Further to my rantings on anthropomorphism (yes, I know, it excites you too!), through a tortuous series of events too mundane to recount here, yesterday I had the privilege of participating in a fascinating live online session with Dr Jane Goodall – she who discovered that Chimpanzees can use tools, communicate on a reasonably sophisticated level, and feel emotions not unlike those of humans.
In short, I was schooled by the octogenarian zoologist, and rather enjoyed the experience as it occurred.
Goodall, you will recall, caused a hoo-hah in the ‘70s scientific world by rather turning the whole process of becoming a boffin on its head. She spent years in the wild, getting to know the chimpanzees of Gombe in Tanzania, formed her opinions based on this intensive observation, wrote a book about it, and then went to university (Cambridge no less) to get her doctorate.
This unconventional route seems to have worked pretty well, in her case at least. She certainly shook things up among the established scientific world. And one of the things she did that really ruffled their feathers, was to give the chimps she was studying names, instead of numbering them to preserve scientific objectivity.
She also reported that the chimps displayed a range of emotions, which conventional wisdom of the time held they could not do as these emotions were the preserve of humans only. To ascribe them to animals was to anthropomorphise the animals – and we all know that’s a no-no.
Except, of course, she’s right. Chimps and other primates do indeed feel emotions – and we now know that other mammals, like elephants, do too. Orcas have been seen mourning the death of a calf, and even a seven-week-old puppy can express joy and sorrow depending on whether they are in favour with their humans or not.
And Goodall’s thinking is pretty compelling: she says that treating animals as things that are ‘other’ than us – i.e. incapable of emotion – has enabled us to treat them with the cruelty and contempt that we do. And this is the basis of the unsustainable materialistic lifestyle that has led to the catastrophic loss of biodiversity the planet is experiencing thanks to good old you and me.

- **TASKS TO PERFORM**
[a] Retype the stretch of the Jane Goodall piece from "Goodall, you will" through "preserve scientific objectivity.".
[b] Answer these questions from the Jane Goodall piece:
(i) Where in Tanzania did Goodall get to know the chimpanzees?
(ii) At which university did she earn her doctorate?
(iii) Which animals have been seen mourning the death of a calf?
[c] Write the next part of the Jane Goodall piece, starting after its last sentence.

- **GIVEN MATERIAL**

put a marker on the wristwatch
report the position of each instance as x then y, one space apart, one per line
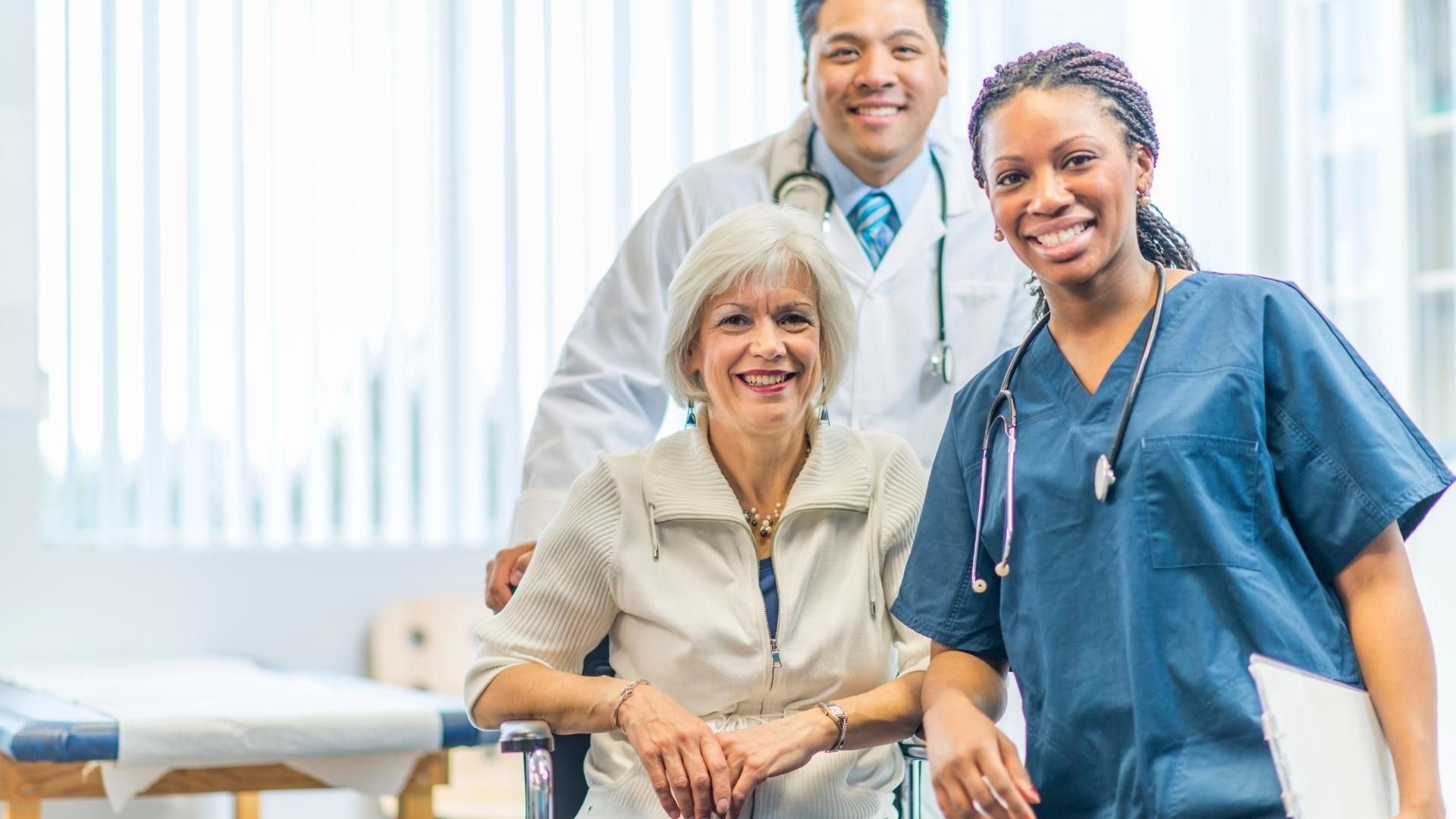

- **ANSWERS TO THE EXERCISE**
[a]
Goodall, you will recall, caused a hoo-hah in the ‘70s scientific world by rather turning the whole process of becoming a boffin on its head. She spent years in the wild, getting to know the chimpanzees of Gombe in Tanzania, formed her opinions based on this intensive observation, wrote a book about it, and then went to university (Cambridge no less) to get her doctorate.
This unconventional route seems to have worked pretty well, in her case at least. She certainly shook things up among the established scientific world. And one of the things she did that really ruffled their feathers, was to give the chimps she was studying names, instead of numbering them to preserve scientific objectivity.

[b]
(i) Gombe
(ii) Cambridge
(iii) Orcas

[c]
Goodall reckons it’s entirely possible to communicate with animals if you understand the animal and open your mind to it. Maybe that’s why we get on so well with dogs – they’re not dumb, but it’s easy to open your mind to them because their minds are generally so wonderfully simple.
Communication is the thing that does rather differentiate us from the beasts – humans’ ability to communicate complex ideas has enabled us to get together and assert our dominion over the animals and plants, ironically also enabling us to put the planet on its current calamitous course. But it could also enable us to co-operate on finding solutions for this situation – and she’s reassuringly optimistic on that front.
All in all, Goodall saw the refusal to anthropomorphise animals – or to at least empathise with them – as a symptom and probably a cause of homo sapiens’ long career of ecological destruction. By implication, it would have been better if we’d ranked ourselves alongside the beasts and lived a more sustainable life.
But let’s not throw the baby out with the bathwater. A little reshuffling of the pieces on the board and it’s now my position that those nauseating Disney-style animals with their cutesy songs and dances and little human-style houses are not, in fact, animals at all, but representations of people. Middle-class people with primarily North American preoccupations – the kind of people who we now need to get together to arrest climate change.
You can rely on the kind of steely determination and clarity of vision of a Goodall to shift our perceptions – even our weirder ones. She’s a bit of a force of nature in that way.